## RECORDS PROVIDED

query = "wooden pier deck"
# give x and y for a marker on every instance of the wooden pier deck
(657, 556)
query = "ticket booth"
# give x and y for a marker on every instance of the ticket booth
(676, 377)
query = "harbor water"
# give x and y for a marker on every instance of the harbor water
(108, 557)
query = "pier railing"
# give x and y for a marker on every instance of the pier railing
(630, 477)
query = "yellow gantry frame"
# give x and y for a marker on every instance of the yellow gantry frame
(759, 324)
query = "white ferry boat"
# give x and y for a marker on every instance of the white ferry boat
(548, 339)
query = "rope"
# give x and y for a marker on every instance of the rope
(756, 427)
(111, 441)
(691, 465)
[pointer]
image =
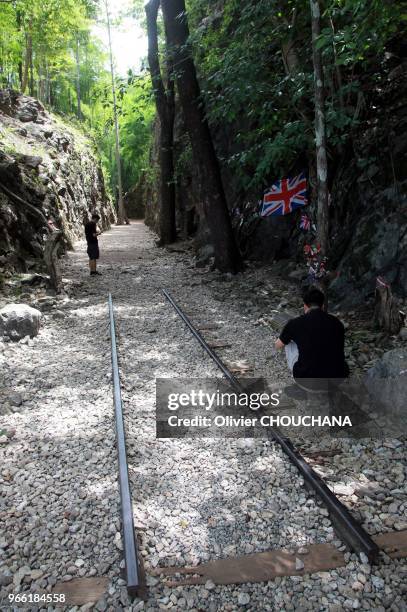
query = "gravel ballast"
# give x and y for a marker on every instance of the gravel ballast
(194, 500)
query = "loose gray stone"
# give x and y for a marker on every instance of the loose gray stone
(18, 321)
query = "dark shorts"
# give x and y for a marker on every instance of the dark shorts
(93, 251)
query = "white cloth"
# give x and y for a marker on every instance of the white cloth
(292, 354)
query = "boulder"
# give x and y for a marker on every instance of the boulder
(18, 321)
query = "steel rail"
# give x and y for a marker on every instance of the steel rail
(347, 527)
(129, 538)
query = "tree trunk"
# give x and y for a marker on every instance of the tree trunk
(78, 80)
(320, 132)
(227, 257)
(31, 84)
(28, 57)
(52, 244)
(164, 101)
(20, 62)
(121, 211)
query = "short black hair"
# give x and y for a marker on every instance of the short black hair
(313, 297)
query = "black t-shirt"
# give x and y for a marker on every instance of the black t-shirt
(90, 229)
(320, 338)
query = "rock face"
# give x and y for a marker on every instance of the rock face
(387, 381)
(18, 321)
(48, 171)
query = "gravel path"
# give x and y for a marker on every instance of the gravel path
(193, 500)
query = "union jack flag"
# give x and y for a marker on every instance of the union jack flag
(305, 222)
(285, 196)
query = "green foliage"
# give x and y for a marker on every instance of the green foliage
(47, 48)
(256, 70)
(136, 115)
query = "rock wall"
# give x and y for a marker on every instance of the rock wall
(48, 172)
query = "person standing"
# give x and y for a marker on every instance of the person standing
(92, 233)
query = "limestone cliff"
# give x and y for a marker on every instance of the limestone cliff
(48, 172)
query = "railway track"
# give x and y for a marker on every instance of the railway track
(348, 529)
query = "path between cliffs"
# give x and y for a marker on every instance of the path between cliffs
(193, 500)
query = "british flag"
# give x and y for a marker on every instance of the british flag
(285, 196)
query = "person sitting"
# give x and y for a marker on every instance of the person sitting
(314, 343)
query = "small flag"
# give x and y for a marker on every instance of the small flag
(285, 196)
(305, 222)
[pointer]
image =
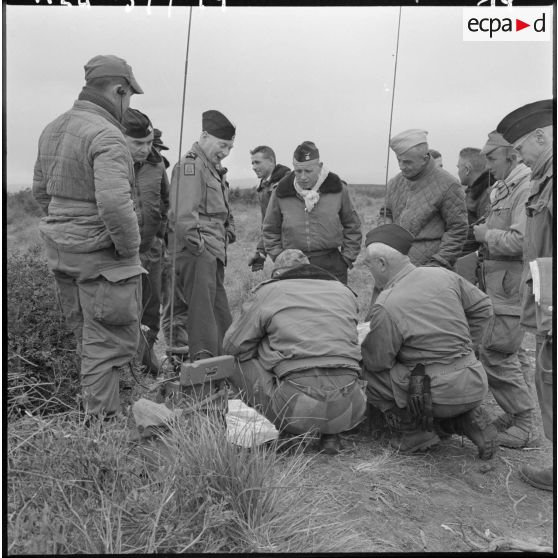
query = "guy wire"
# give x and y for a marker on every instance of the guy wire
(173, 264)
(392, 101)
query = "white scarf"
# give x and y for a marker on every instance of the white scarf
(312, 196)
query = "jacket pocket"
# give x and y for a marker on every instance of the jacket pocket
(504, 333)
(118, 302)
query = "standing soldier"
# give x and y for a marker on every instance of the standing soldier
(311, 210)
(200, 227)
(502, 263)
(529, 129)
(151, 194)
(83, 181)
(269, 172)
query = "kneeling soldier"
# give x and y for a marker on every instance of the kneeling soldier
(419, 362)
(297, 344)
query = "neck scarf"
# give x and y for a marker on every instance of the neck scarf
(93, 96)
(312, 196)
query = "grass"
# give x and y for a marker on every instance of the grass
(78, 489)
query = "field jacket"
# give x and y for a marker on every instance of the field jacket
(432, 207)
(151, 194)
(332, 224)
(202, 218)
(302, 319)
(264, 190)
(83, 180)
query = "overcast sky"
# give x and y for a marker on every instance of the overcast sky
(282, 75)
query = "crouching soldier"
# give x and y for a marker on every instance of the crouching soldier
(418, 357)
(297, 346)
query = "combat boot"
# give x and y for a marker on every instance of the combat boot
(542, 478)
(475, 425)
(519, 434)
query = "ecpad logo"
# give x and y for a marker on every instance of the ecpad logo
(507, 24)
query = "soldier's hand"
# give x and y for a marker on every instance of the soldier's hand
(256, 262)
(231, 237)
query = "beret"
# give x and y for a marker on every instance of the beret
(218, 125)
(393, 235)
(494, 141)
(406, 140)
(157, 141)
(306, 151)
(108, 65)
(525, 119)
(136, 124)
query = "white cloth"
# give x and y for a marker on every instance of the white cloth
(312, 196)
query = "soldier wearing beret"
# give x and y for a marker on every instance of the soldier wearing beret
(530, 130)
(311, 210)
(83, 181)
(427, 201)
(269, 172)
(418, 357)
(151, 196)
(200, 227)
(297, 344)
(501, 265)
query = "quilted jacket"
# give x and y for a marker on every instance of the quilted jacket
(82, 180)
(432, 207)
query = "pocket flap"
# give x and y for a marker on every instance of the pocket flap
(116, 274)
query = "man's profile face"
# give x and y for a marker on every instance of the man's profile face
(412, 162)
(215, 149)
(262, 166)
(307, 173)
(498, 164)
(139, 147)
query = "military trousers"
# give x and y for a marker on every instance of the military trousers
(201, 308)
(503, 336)
(544, 380)
(151, 260)
(319, 400)
(100, 297)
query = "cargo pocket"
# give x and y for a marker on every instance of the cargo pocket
(504, 333)
(118, 302)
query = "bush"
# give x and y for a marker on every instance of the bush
(42, 371)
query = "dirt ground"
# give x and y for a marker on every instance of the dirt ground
(443, 500)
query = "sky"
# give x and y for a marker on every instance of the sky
(282, 75)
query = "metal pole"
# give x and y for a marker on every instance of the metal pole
(173, 265)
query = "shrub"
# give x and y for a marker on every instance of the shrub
(42, 372)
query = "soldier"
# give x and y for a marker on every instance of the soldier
(151, 192)
(200, 227)
(427, 201)
(311, 210)
(473, 174)
(418, 357)
(83, 181)
(269, 172)
(298, 349)
(502, 263)
(530, 130)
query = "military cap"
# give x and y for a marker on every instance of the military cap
(494, 141)
(157, 141)
(526, 119)
(306, 151)
(218, 125)
(287, 259)
(393, 235)
(108, 65)
(406, 140)
(136, 124)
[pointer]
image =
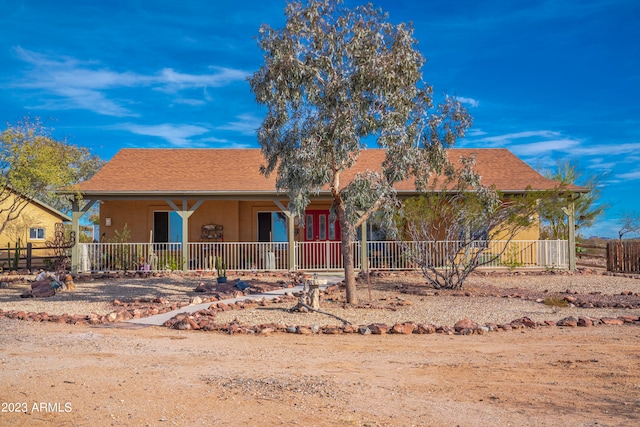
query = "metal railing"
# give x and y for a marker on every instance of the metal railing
(320, 256)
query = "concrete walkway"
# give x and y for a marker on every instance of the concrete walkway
(159, 319)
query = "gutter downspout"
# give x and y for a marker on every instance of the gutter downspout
(76, 213)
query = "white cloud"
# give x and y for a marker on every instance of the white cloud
(629, 176)
(173, 80)
(469, 101)
(76, 84)
(177, 135)
(247, 124)
(476, 132)
(612, 149)
(542, 147)
(504, 140)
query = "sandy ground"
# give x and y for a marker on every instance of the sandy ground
(71, 375)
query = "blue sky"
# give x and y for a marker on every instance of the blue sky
(548, 80)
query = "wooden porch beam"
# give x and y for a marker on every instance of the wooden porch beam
(185, 213)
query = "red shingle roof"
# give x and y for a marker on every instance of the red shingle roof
(215, 171)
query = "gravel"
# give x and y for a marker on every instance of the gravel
(395, 298)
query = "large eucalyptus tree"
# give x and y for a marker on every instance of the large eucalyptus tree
(334, 82)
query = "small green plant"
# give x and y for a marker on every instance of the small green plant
(555, 301)
(172, 263)
(512, 258)
(49, 264)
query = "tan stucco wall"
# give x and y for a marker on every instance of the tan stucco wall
(239, 218)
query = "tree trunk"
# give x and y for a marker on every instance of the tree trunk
(349, 272)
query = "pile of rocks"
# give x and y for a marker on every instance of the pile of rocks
(47, 284)
(204, 320)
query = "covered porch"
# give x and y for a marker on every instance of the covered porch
(305, 256)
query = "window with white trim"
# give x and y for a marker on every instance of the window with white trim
(36, 233)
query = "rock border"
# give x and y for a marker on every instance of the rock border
(204, 320)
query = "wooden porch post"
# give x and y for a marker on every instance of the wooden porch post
(185, 213)
(364, 250)
(76, 213)
(570, 211)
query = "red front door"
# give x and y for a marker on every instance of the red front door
(322, 250)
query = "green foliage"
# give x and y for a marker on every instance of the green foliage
(512, 258)
(588, 209)
(334, 80)
(34, 165)
(456, 221)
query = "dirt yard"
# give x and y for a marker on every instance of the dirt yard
(119, 374)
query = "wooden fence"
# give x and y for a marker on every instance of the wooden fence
(623, 257)
(30, 258)
(591, 255)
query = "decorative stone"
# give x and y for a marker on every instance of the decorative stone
(403, 328)
(568, 321)
(612, 321)
(465, 324)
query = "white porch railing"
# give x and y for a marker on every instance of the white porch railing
(308, 256)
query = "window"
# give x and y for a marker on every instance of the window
(36, 233)
(272, 227)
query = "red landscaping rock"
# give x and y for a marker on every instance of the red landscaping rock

## WHAT TO DO
Report every line of the records that contains the word "combat", matching case exactly.

## THE OUTPUT
query = "combat boot"
# give x and y for a marker on every instance of the combat boot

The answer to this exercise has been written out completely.